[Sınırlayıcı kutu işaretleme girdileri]

########################################

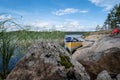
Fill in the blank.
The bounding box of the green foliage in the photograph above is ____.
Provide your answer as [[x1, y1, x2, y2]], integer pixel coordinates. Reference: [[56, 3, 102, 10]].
[[103, 4, 120, 29], [0, 14, 32, 79], [60, 54, 73, 68]]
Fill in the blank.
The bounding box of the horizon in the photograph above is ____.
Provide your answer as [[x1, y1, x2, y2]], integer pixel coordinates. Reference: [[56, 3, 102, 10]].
[[0, 0, 120, 32]]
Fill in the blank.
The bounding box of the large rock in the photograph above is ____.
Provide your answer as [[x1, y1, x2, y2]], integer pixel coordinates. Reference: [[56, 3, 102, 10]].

########################################

**Yönergeler**
Yukarıdaki malzemenin tüm satırlarını yanıt olmayanlar da dahil olmak üzere yeniden yaz. Yanıtlardaki her koordinatı 0,9 ile çarpıp tam sayıya yuvarla, yarımları yukarı yuvarla ve resimleri yanıta koyma.

**Görev çıktısı**
Fill in the blank.
The bounding box of the green foliage in the photograph above is ____.
Provide your answer as [[x1, y1, x2, y2]], integer pixel coordinates. Reference: [[56, 3, 102, 10]].
[[93, 4, 108, 26], [0, 13, 29, 71], [54, 49, 66, 61]]
Fill in the blank.
The bounding box of the horizon in the photograph above is ____.
Provide your answer as [[x1, y1, x2, y2]], integer pixel coordinates. Reference: [[56, 3, 102, 10]].
[[0, 0, 108, 29]]
Fill in the blank.
The bounding box of the large rock in the photograph above is ____.
Provide your answer as [[x1, y1, x2, y2]], integer pixel coordinates. Reference: [[56, 3, 102, 10]].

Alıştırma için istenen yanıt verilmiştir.